**Exercise**
Search the data for the string "below" and copy each line where it turns up.

**Data records**
────────────────
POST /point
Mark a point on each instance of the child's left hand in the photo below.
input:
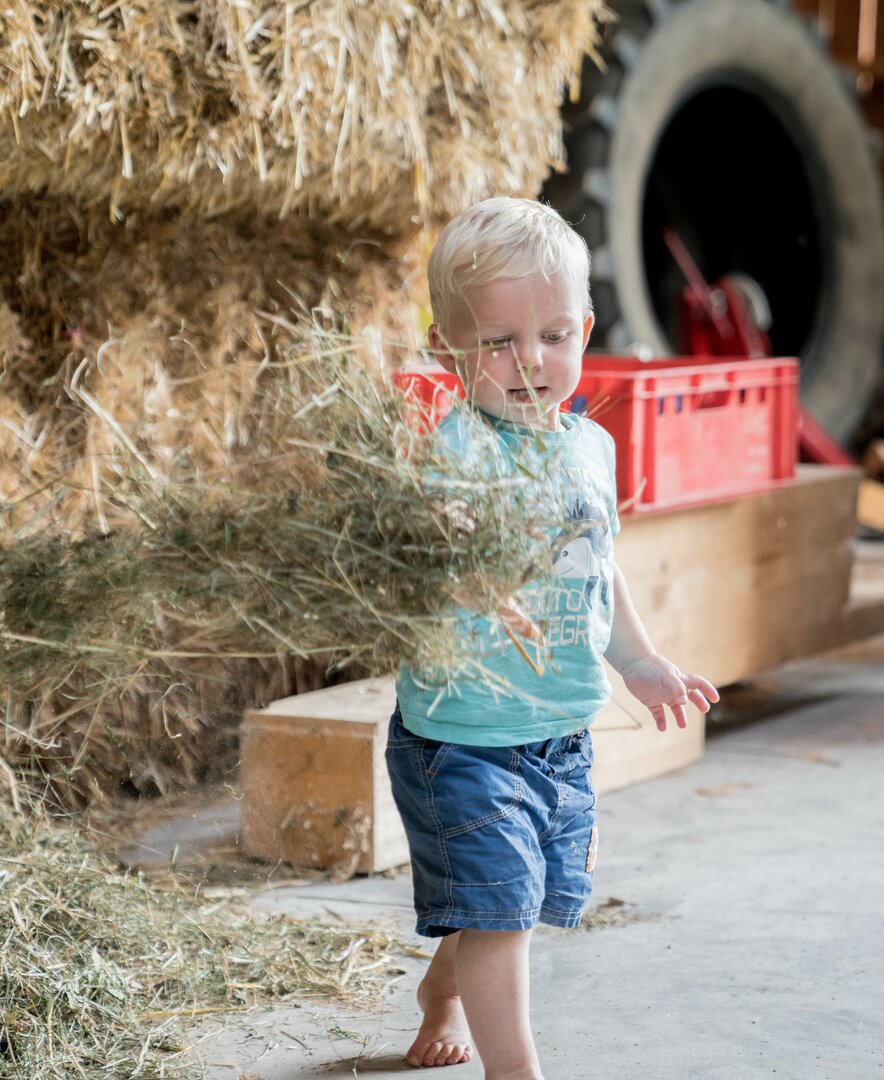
────────────────
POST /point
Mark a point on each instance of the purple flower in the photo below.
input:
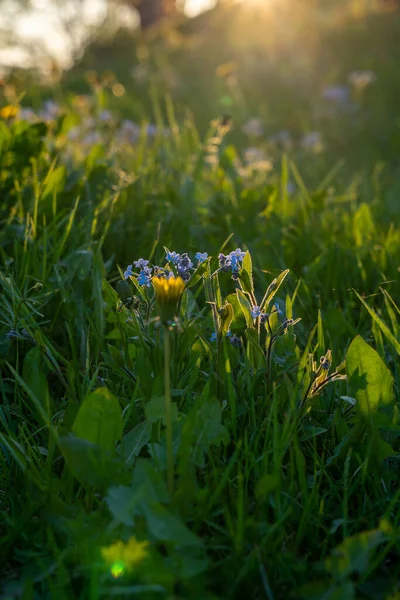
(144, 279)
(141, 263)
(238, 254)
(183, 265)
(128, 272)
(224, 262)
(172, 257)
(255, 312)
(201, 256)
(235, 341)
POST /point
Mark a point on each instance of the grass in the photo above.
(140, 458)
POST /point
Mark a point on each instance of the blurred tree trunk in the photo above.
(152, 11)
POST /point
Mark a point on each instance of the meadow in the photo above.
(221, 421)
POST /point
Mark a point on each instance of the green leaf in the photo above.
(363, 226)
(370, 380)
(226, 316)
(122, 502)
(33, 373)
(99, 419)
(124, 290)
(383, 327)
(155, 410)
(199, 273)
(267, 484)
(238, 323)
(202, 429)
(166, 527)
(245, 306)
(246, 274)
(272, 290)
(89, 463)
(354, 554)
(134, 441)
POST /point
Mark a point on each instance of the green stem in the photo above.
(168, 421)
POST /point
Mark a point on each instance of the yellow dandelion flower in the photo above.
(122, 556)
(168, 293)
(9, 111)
────────────────
**Solution for this exercise**
Mark a point on each instance of the child's left hand in the photo below.
Mark a point on each instance of the purple flower in the photo below.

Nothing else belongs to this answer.